## Begin PASSAGE SHOWN
Please help Australian Catholics

  • Thread starter Thread starter SAVINGRACE
  • Start date Start date
Status
Not open for further replies.
He has via his Bishops in Australia. We are to vote no. Marriage between a man and a woman is Doctrine which means no man on earth has the power to change that.
 
It doesn’t appear that all the Bishops of Australia are speaking with one voice on this, so I do not see a clear position from the Pope “through his bishops” on the voting question, although it is clear that in the Catholic Church, the sacrament of marriage will continue to be between one man and one woman, only. Which, like I said, Fr. Brennan is also not disputing.

https://cruxnow.com/global-church/2017/09/17/australian-bishop-sex-marriage-listen-signs-times/
 
Last edited:
Doesn’t matter…it’s a Doctrine which can never be changed by any man. Any Catholic who votes YES to same sex marriage is uncatholic and directly challenging Christ. We are all responsible for our own salvation, clergy included.

You didn’t reply to my question, does the Pope support same sex marriage?
 
Last edited:
I mean no hostility asking this, but I would like to ask an Australian Catholic a question.

Do you not think the Catholic Church in Australia campaigning for NO is going to do more harm to NO than good? I know in Ireland when the NO campaign began to fire up there were many voters at the time during the TV debate that highlighted the “hypocrisy” of the Church in this area, that after the sex scandals how dare they claim to have any moral authority to speak on matters of sexuality. I recall one woman that stuck in my mind interviewed on a late night show who actually claimed “I hate faggots, buggery is disgusting; but if those child molesting XXXXXXXXX are against it I’m all for it!”

Considering the legacy of Cardinal Pell etc, do you not fear your involvement on an official level will do more harm than good in Australia? I really couldn’t comment on the depth of feeling there on this issue, in Ireland hostility to Catholicism while not a leading factor did have some influence in regards to both Catholic and non-Catholic individuals who might have otherwise voted NO.
 
Last edited:
What kind of harm are you talking about? It doesn’t bother me what people think about the Catholic Church. If people are going to vote YES based solely on their hatred, suspicion or mistrust of the Church that’s on them. If they are going to be so narrow minded as to judge an institution based on the actions of less than 1% of the clergy that’s their business.

They may as well vote YES because teachers vote YES after all a higher % of teachers abuse children worldwide. Cardinal Pell hasn’t been found guilty of anything. Lots of rumours and stories but he hasn’t been tried and found guilty in a court of law.
 
You didn’t reply to my question, does the Pope support same sex marriage?
The Pope clearly does not support same-sex sacramental marriage in the Catholic Church. However, your entire thread is not about marriage in the Church. it’s about civil same-sex marriage. I asked if the Pope had expressed a position on this, stating that I honestly did not know.
## End PASSAGE SHOWN
## Begin RECORDS SHOWN
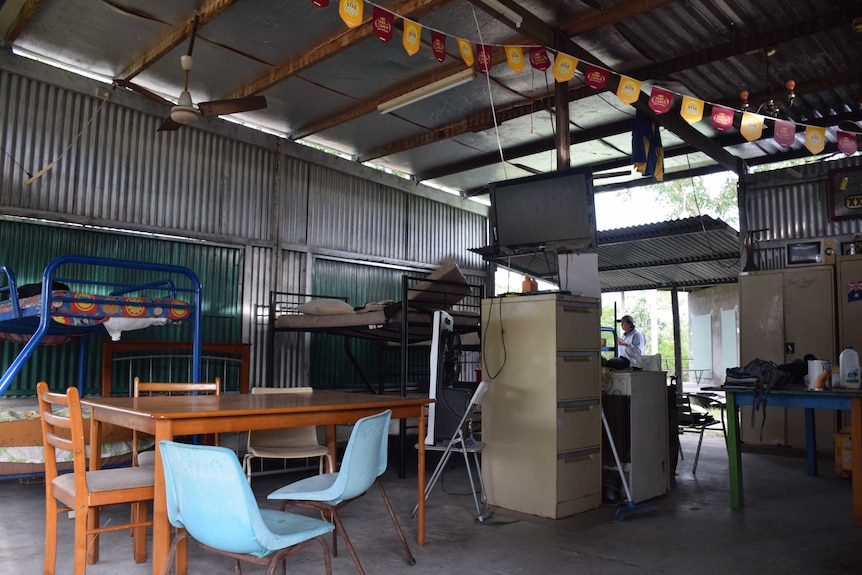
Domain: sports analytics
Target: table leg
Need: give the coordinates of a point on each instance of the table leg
(856, 465)
(810, 441)
(420, 515)
(734, 459)
(95, 463)
(332, 446)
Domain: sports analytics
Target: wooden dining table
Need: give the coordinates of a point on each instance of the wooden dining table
(167, 417)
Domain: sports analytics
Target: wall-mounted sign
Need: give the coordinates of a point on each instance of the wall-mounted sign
(845, 193)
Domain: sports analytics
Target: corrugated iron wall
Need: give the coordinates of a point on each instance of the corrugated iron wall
(267, 207)
(793, 203)
(111, 166)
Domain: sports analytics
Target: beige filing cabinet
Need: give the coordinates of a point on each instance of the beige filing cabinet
(849, 302)
(647, 464)
(783, 315)
(541, 418)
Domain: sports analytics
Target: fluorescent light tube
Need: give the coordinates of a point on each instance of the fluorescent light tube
(427, 91)
(504, 11)
(61, 65)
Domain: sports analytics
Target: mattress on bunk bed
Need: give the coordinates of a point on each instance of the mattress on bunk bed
(21, 450)
(442, 289)
(71, 310)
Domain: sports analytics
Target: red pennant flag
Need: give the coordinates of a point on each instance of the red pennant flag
(847, 142)
(438, 45)
(539, 58)
(466, 50)
(383, 24)
(660, 100)
(483, 57)
(784, 132)
(722, 118)
(595, 77)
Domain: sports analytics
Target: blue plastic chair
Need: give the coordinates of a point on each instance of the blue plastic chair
(210, 500)
(364, 461)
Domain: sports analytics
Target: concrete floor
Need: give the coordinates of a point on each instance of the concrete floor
(792, 523)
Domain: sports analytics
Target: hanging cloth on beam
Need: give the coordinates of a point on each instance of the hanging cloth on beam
(647, 152)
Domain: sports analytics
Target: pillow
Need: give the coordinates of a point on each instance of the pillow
(442, 294)
(325, 307)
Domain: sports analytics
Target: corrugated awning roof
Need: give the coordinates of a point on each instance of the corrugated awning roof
(686, 253)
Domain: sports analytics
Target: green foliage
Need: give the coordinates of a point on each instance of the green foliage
(688, 197)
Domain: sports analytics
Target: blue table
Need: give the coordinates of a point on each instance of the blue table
(809, 401)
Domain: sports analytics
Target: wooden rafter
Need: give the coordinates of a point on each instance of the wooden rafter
(25, 14)
(176, 36)
(332, 46)
(485, 120)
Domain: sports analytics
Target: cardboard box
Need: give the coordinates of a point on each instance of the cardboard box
(843, 452)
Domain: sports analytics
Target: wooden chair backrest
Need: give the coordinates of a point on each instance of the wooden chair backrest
(173, 387)
(169, 388)
(64, 432)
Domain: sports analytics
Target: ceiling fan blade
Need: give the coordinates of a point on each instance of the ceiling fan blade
(232, 106)
(169, 125)
(142, 91)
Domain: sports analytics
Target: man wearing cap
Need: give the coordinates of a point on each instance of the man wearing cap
(631, 342)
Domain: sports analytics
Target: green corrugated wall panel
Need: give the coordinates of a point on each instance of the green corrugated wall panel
(27, 248)
(330, 368)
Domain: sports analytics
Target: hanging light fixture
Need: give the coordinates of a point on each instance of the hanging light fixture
(770, 106)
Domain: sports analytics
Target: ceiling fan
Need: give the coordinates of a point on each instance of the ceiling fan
(185, 112)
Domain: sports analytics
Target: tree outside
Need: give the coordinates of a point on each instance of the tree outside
(652, 311)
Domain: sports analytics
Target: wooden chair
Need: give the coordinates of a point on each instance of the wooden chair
(85, 491)
(287, 443)
(148, 458)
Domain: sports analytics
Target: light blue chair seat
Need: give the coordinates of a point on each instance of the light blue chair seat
(209, 499)
(364, 460)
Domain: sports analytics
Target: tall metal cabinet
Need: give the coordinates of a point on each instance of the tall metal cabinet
(644, 451)
(783, 315)
(541, 418)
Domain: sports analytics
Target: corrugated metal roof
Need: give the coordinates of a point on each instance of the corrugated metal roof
(686, 253)
(323, 81)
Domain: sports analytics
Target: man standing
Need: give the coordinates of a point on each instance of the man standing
(631, 342)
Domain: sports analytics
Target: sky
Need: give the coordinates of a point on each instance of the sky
(643, 208)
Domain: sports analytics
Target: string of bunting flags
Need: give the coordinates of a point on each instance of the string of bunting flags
(563, 68)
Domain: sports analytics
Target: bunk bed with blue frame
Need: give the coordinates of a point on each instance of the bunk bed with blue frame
(69, 305)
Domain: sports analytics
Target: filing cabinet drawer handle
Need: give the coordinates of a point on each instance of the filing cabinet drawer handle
(578, 404)
(576, 309)
(579, 455)
(578, 459)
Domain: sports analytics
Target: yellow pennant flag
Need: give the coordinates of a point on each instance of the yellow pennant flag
(629, 90)
(351, 12)
(691, 109)
(412, 38)
(564, 67)
(515, 57)
(815, 139)
(751, 126)
(466, 50)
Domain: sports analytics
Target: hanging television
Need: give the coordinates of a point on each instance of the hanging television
(551, 211)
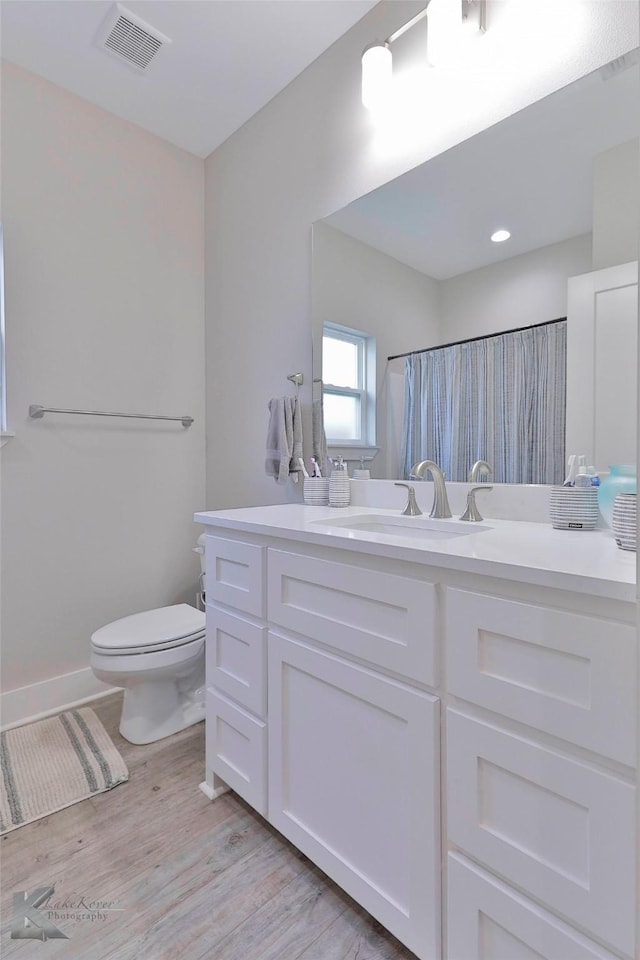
## End RECORDS SHOWN
EXERCISE TASKS:
a) In the forum thread on the Australian marriage vote, what share of the clergy does one poster say people are judging the Church by?
b) Carry on the forum thread on the Australian marriage vote from the point where it stops.
The records have nothing to do with the forum thread on the Australian marriage vote.

EXPECTED RESPONSES:
a) Less than 1% of the clergy.

b)
Has the Pope made any statement on civil (as opposed to sacramental, in the Church) same-sex marriage initiatives in Australia or other parts of the world?
Google searching this brings up conflicting viewpoints and unreliable sites. Some say he does not object to it or even approves of it in the civil context. Others say different things.
As the Pope does not have authority in civil matters, this would be the Pope just giving his opinion of a state matter, but I figured someone on this site would know if he had said anything definitive.
i do not seem to be getting a response here to this, and we are going in circles. If I knew the answer to your question as regards the topic of the thread (civil marriage), I would have answered it.

Good day.
 
Last edited:
It is widely known that when he was archbishop of Buenos Aires, Pope Francis (then Cardinal Jorge Bergoglio) was publicly critical of the government’s push to legalize homosexual “marriage,” but privately signaled he would be willing to live with civil unions as a compromise measure.

Last month in a new book-length interview, the Pope reiterated his strong opposition to same-sex “marriage,” but recommends using the term “civil unions” instead.

“Let us call things by their names. Matrimony is between a man and a woman. This is the precise term. Let us call the same-sex union a ‘civil union,’” he said.

Pope Francis made the comment during more than a dozen conversations with French journalist Dominique Wolton, who published the Pope’s words in a 432-page book titled Politics and Society. It was published in French on Wednesday. The Catholic Church teaches that since homosexual acts are “intrinsically disordered,” Catholics cannot approve of same-sex civil unions.

We already have civil unions in Australia, the gay community has all the rights of a married couple. The current vote is to redefine the word “marriage”.
 
Thank you, then you answered your own question and you didn’t really need me to answer it.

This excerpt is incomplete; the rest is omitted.